- _Records provided_:
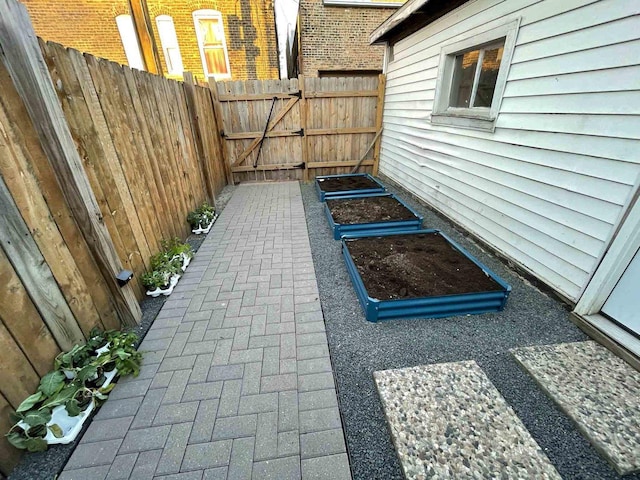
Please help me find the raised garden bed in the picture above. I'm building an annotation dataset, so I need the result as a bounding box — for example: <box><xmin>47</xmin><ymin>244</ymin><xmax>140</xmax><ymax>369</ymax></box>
<box><xmin>342</xmin><ymin>229</ymin><xmax>511</xmax><ymax>322</ymax></box>
<box><xmin>325</xmin><ymin>193</ymin><xmax>423</xmax><ymax>240</ymax></box>
<box><xmin>315</xmin><ymin>173</ymin><xmax>386</xmax><ymax>202</ymax></box>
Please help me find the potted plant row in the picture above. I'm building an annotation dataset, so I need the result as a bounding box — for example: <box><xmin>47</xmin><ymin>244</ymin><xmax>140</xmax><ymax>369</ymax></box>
<box><xmin>188</xmin><ymin>202</ymin><xmax>217</xmax><ymax>234</ymax></box>
<box><xmin>141</xmin><ymin>238</ymin><xmax>193</xmax><ymax>297</ymax></box>
<box><xmin>6</xmin><ymin>329</ymin><xmax>142</xmax><ymax>451</ymax></box>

- _Problem to solve_: Please repeat each record above precisely, with the pictures left out.

- _Task output_:
Please help me find the raised garden bed in the picture above. I'm building an annotation dataset, so I need the result as a bounding box — for example: <box><xmin>47</xmin><ymin>244</ymin><xmax>140</xmax><ymax>369</ymax></box>
<box><xmin>342</xmin><ymin>229</ymin><xmax>511</xmax><ymax>322</ymax></box>
<box><xmin>325</xmin><ymin>193</ymin><xmax>423</xmax><ymax>240</ymax></box>
<box><xmin>315</xmin><ymin>173</ymin><xmax>386</xmax><ymax>202</ymax></box>
Please help me find the potted plant row in the picture above. I'm building an annotation dataset, so I need the result as a bounding box — for example: <box><xmin>47</xmin><ymin>244</ymin><xmax>140</xmax><ymax>369</ymax></box>
<box><xmin>188</xmin><ymin>202</ymin><xmax>217</xmax><ymax>234</ymax></box>
<box><xmin>141</xmin><ymin>238</ymin><xmax>193</xmax><ymax>297</ymax></box>
<box><xmin>6</xmin><ymin>329</ymin><xmax>142</xmax><ymax>451</ymax></box>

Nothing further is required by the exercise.